[[ DATA FOR PROCESSING, beginning ]]

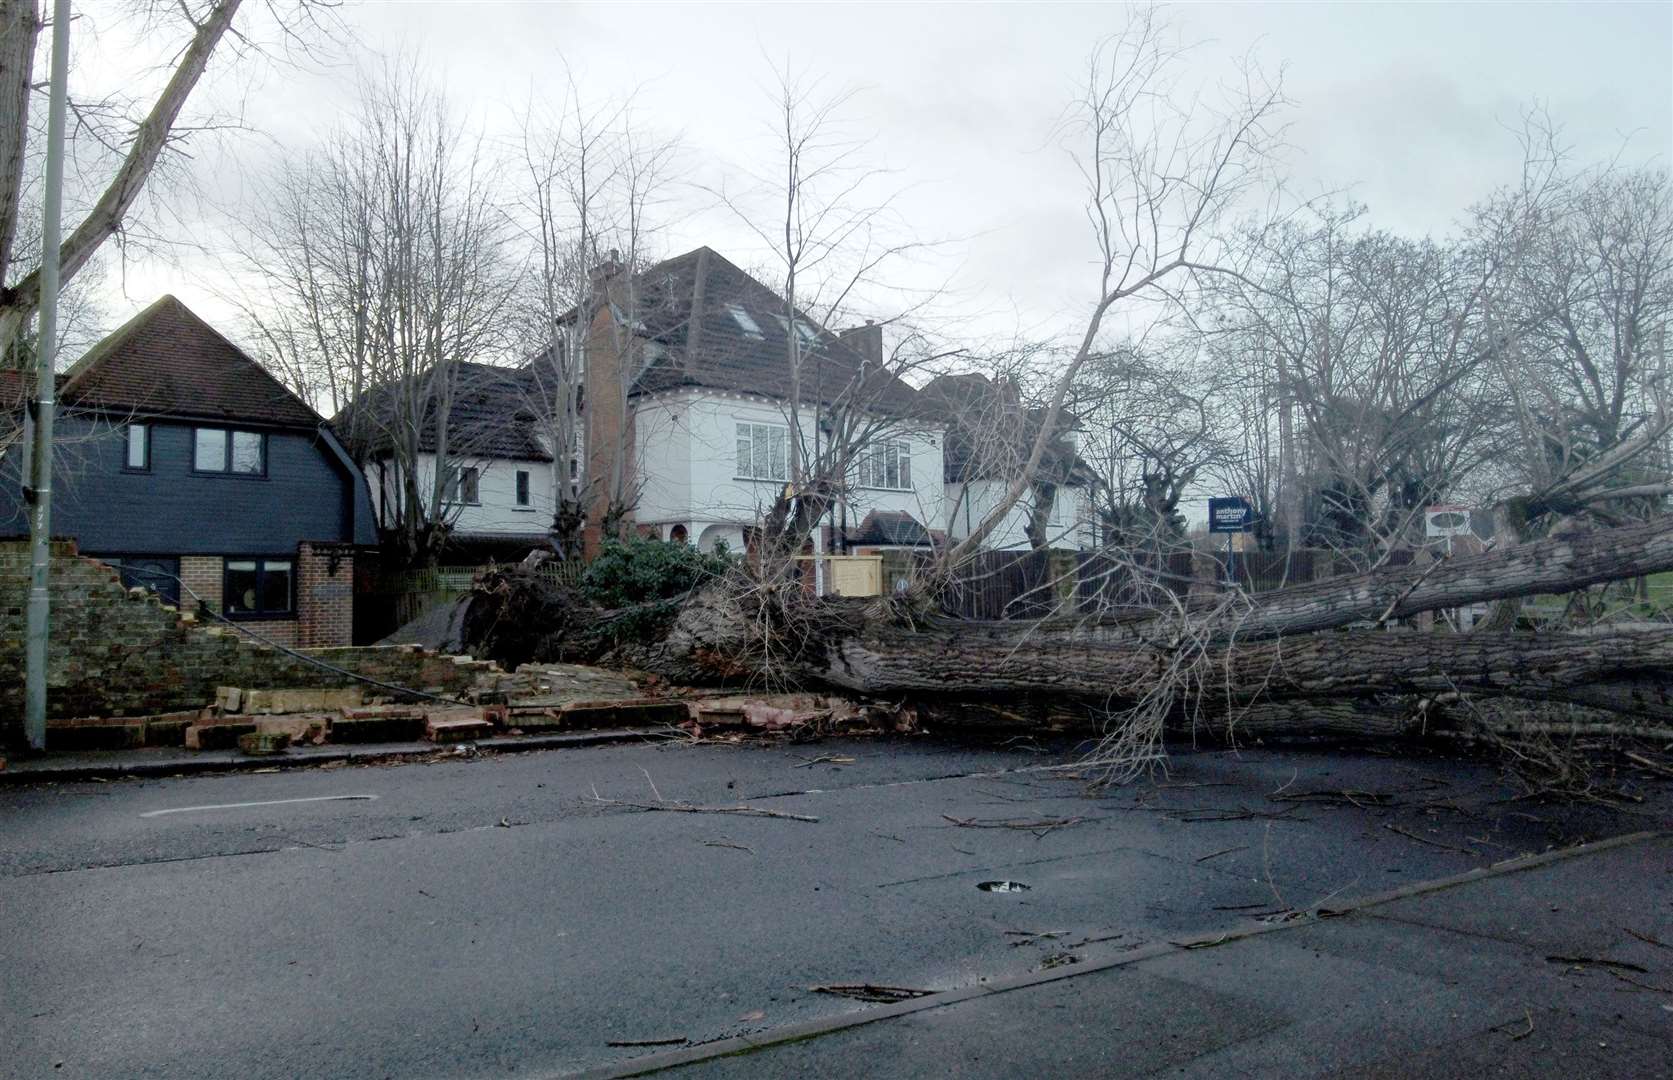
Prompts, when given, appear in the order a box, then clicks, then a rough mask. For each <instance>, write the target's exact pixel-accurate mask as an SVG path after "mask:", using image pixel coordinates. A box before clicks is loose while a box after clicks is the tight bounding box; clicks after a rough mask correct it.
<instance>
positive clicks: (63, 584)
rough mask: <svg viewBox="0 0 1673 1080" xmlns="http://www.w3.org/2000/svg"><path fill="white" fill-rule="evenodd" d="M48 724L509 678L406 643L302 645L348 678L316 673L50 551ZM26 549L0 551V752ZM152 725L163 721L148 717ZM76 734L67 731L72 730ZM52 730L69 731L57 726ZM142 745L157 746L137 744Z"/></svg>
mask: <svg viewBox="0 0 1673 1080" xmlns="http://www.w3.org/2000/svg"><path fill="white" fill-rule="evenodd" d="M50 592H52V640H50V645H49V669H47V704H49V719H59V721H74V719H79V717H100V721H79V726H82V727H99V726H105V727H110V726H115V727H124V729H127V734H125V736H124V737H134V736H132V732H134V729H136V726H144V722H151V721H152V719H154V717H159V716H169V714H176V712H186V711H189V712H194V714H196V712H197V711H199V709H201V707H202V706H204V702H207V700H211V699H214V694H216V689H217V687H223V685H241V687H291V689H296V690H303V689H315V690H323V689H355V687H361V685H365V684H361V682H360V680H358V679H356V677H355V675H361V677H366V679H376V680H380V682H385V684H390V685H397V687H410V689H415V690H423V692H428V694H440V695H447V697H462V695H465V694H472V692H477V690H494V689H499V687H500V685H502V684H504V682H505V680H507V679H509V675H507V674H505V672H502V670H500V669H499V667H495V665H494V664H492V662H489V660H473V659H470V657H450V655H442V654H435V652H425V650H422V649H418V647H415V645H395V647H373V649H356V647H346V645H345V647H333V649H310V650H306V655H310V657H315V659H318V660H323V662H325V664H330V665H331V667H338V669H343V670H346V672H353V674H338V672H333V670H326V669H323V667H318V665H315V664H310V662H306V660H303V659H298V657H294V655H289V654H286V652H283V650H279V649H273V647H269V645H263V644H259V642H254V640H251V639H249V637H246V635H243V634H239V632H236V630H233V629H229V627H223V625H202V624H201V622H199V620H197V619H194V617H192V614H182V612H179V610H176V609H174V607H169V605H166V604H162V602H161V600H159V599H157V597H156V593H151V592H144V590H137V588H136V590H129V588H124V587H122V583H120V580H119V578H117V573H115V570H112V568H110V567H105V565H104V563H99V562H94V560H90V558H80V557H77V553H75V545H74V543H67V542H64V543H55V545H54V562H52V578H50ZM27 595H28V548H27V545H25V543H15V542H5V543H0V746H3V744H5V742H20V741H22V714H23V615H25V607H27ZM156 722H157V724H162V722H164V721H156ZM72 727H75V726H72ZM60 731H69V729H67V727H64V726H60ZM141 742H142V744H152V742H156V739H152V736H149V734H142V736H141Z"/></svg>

[[ DATA FOR PROCESSING, end ]]

● **ACTIVITY**:
Work out how many lines above contain "instance", then write only that number.

● **SOLUTION**:
2